## POZYCJE ZBIORU DANYCH
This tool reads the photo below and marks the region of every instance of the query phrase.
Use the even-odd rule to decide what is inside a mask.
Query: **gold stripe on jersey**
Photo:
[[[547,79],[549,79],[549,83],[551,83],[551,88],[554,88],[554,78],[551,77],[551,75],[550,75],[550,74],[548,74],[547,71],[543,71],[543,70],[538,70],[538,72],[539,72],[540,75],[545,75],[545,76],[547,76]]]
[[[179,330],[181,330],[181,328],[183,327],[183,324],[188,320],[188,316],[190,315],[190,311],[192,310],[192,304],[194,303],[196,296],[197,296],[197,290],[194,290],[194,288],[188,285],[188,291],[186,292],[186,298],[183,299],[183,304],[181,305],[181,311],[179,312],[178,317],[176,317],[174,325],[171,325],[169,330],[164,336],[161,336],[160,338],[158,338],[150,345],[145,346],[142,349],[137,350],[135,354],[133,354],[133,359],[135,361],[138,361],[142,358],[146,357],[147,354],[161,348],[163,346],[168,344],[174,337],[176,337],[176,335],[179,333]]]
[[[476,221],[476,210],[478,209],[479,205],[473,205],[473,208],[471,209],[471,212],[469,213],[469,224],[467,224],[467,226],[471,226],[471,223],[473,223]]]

## CEL ĆWICZENIA
Przepisz bez żadnych zmian wszystkie wiersze każdej z pozycji podanych powyżej.

## ROZWIĄZANIE ĆWICZENIA
This tool reads the photo below and marks the region of every instance of the query phrase.
Use the even-odd rule to decide what is inside a mask.
Query: **gold stripe on jersey**
Photo:
[[[547,79],[549,79],[549,83],[551,83],[551,88],[554,88],[554,78],[551,77],[551,75],[550,75],[550,74],[548,74],[547,71],[543,71],[543,70],[538,70],[538,72],[539,72],[540,75],[545,75],[545,76],[547,76]]]
[[[179,330],[181,330],[181,328],[183,327],[183,324],[188,320],[188,316],[190,315],[190,311],[192,310],[192,304],[194,303],[196,296],[197,296],[197,290],[194,290],[194,288],[188,285],[188,291],[186,292],[186,298],[183,299],[183,304],[181,305],[181,311],[179,312],[178,317],[176,317],[174,325],[171,325],[169,330],[164,336],[161,336],[160,338],[158,338],[150,345],[145,346],[142,349],[137,350],[135,354],[133,354],[133,359],[135,361],[138,361],[142,358],[146,357],[147,354],[161,348],[163,346],[168,344],[174,337],[176,337],[176,335],[179,333]]]
[[[476,221],[476,210],[478,209],[479,205],[473,205],[473,208],[471,209],[471,212],[469,213],[469,224],[467,224],[467,226],[471,226],[471,223],[473,223]]]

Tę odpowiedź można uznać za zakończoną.